Skip to main content

Custom Analyzer

A Custom Analyzer combines a character filter (char_filter), a tokenizer, and a token filter (token_filter) so that you can precisely define how text is split into searchable terms based on business needs. It overcomes the limitations of built-in analyzers and directly affects search relevance and the accuracy of data analysis.

Custom analyzer diagram

Applicable Scenarios

ScenarioRecommended Combination
Multilingual mixed-text searchicu tokenizer + icu_normalizer filter
Phone number / code prefix matchingedge_ngram tokenizer
Splitting complex English text (camel case, hyphens, etc.)standard tokenizer + word_delimiter filter
Auto-completion / input suggestionsedge_ngram tokenizer + lowercase filter
Exact match (preserve original term)keyword tokenizer + lowercase / asciifolding filter

Core Components

A custom analyzer consists of four kinds of objects, applied to the original text in order:

Original text ──► [char_filter] ──► [tokenizer] ──► [token_filter] ──► Terms
ComponentPurposeCount
char_filterPre-processes characters before tokenization (such as replacement and normalization)0 ~ N
tokenizerSplits text into terms1
token_filterProcesses the resulting terms (such as lowercasing or ASCII folding)0 ~ N
analyzerAssembles the components above into a complete tokenization pipeline1

Creating a Custom Analyzer

1. Character Filter (char_filter)

Data excerpts:
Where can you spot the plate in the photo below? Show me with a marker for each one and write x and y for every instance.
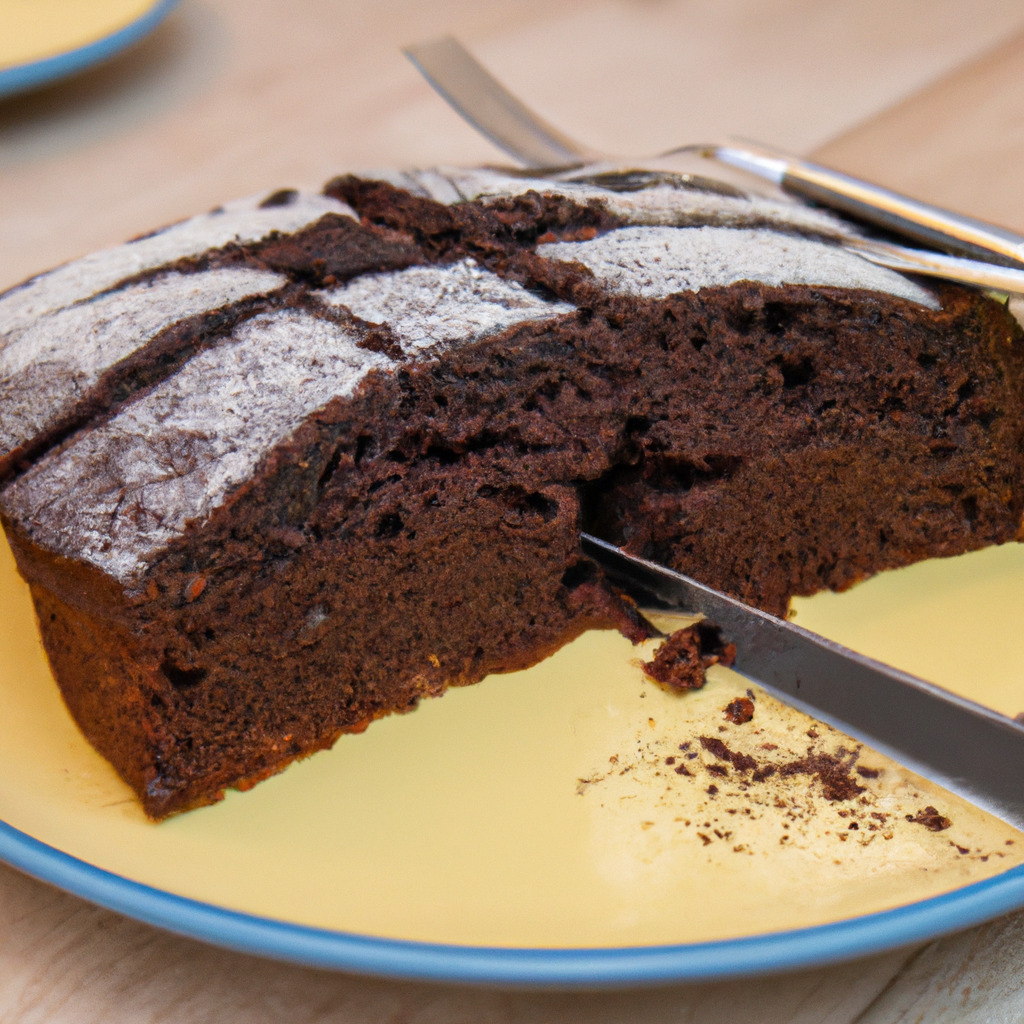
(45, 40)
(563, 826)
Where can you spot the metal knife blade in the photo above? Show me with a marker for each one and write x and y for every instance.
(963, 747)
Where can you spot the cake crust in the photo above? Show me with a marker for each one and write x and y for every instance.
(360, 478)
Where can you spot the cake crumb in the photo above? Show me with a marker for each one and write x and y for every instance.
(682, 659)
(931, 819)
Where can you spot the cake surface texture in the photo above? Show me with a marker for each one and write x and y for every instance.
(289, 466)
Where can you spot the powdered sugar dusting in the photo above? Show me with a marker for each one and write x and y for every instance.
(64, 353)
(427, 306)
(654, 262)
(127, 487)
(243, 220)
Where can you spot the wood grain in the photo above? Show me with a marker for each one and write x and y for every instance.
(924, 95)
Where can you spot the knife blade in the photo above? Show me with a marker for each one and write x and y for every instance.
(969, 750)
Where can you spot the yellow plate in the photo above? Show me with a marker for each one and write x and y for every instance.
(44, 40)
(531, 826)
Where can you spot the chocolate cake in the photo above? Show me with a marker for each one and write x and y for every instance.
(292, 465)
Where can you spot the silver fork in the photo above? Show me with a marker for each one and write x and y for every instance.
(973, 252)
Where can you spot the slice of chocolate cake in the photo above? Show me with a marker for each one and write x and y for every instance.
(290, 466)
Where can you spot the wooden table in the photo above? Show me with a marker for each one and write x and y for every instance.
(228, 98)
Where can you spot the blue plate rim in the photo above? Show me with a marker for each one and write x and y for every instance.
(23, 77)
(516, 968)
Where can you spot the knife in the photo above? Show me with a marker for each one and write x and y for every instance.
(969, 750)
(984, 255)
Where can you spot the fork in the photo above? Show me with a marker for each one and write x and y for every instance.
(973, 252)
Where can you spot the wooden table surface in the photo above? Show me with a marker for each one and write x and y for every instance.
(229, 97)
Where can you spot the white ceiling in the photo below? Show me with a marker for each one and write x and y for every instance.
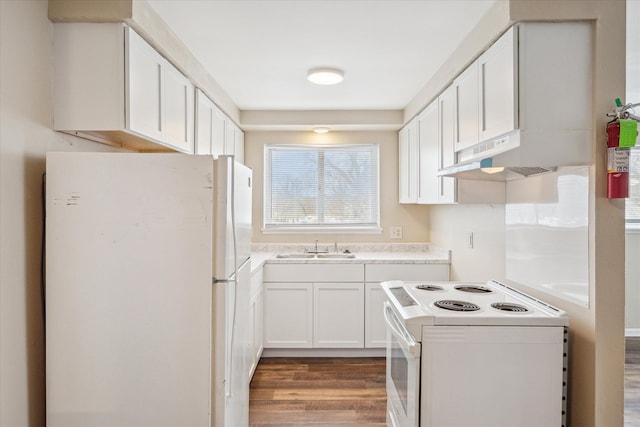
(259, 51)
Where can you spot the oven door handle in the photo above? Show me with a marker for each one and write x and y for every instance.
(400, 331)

Required actions:
#1 Please transcribe the part of the custom analyzer page that begins at the words "A Custom Analyzer combines" and stops after "of data analysis.".
#2 According to the custom analyzer page, which tokenizer is recommended for phone number or code prefix matching?

Task-by-task solutions:
#1
A Custom Analyzer combines a character filter (char_filter), a tokenizer, and a token filter (token_filter) so that you can precisely define how text is split into searchable terms based on business needs. It overcomes the limitations of built-in analyzers and directly affects search relevance and the accuracy of data analysis.

#2 The edge_ngram tokenizer.